##### Source material #####

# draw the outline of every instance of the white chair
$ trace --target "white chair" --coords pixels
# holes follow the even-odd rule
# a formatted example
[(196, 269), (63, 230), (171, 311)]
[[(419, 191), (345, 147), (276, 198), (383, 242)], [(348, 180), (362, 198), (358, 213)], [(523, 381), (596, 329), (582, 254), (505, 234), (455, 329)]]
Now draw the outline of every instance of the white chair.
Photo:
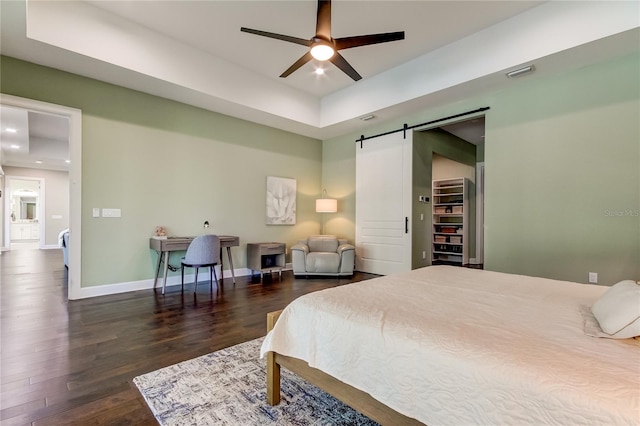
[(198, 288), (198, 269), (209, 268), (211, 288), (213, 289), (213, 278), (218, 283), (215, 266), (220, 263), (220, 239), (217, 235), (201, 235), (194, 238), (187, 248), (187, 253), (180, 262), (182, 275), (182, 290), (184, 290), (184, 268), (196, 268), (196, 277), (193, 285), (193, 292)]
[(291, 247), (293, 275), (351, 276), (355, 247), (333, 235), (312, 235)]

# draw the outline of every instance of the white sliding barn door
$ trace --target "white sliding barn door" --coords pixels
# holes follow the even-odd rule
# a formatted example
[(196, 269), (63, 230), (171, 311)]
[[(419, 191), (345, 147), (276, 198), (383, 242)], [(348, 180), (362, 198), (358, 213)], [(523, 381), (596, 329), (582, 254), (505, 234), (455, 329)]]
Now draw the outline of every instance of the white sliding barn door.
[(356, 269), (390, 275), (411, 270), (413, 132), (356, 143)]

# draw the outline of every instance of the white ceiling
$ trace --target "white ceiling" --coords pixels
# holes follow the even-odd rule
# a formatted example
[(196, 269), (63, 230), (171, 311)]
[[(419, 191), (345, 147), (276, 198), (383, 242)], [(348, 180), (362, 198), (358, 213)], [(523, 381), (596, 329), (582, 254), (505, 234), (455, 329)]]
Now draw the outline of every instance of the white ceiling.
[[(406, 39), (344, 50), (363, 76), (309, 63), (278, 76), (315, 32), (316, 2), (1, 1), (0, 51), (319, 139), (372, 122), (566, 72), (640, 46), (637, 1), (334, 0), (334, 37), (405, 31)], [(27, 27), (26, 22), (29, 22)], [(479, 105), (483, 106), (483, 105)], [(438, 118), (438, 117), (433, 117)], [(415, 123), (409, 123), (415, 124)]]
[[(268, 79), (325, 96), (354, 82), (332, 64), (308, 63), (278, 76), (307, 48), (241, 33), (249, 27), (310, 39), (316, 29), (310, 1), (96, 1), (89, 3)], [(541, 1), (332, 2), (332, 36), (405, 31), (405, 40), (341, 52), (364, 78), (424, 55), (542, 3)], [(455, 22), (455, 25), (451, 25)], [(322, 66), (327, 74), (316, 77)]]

#####

== Task details ==
Lines after the one containing "Now draw the outline of every instance of the white chair." are not part of the task. Output the entries exactly from their first line through that one.

== Output for this task ==
# draw the outline of every instance of the white chair
$ trace --target "white chair" --coords pixels
# holes follow the even-odd rule
# a formatted example
[(196, 269), (63, 230), (171, 311)]
[[(419, 191), (345, 147), (276, 198), (383, 242)], [(348, 180), (362, 198), (358, 213)], [(523, 381), (596, 329), (582, 254), (505, 234), (455, 329)]]
Now draw the outline of every instance of the white chair.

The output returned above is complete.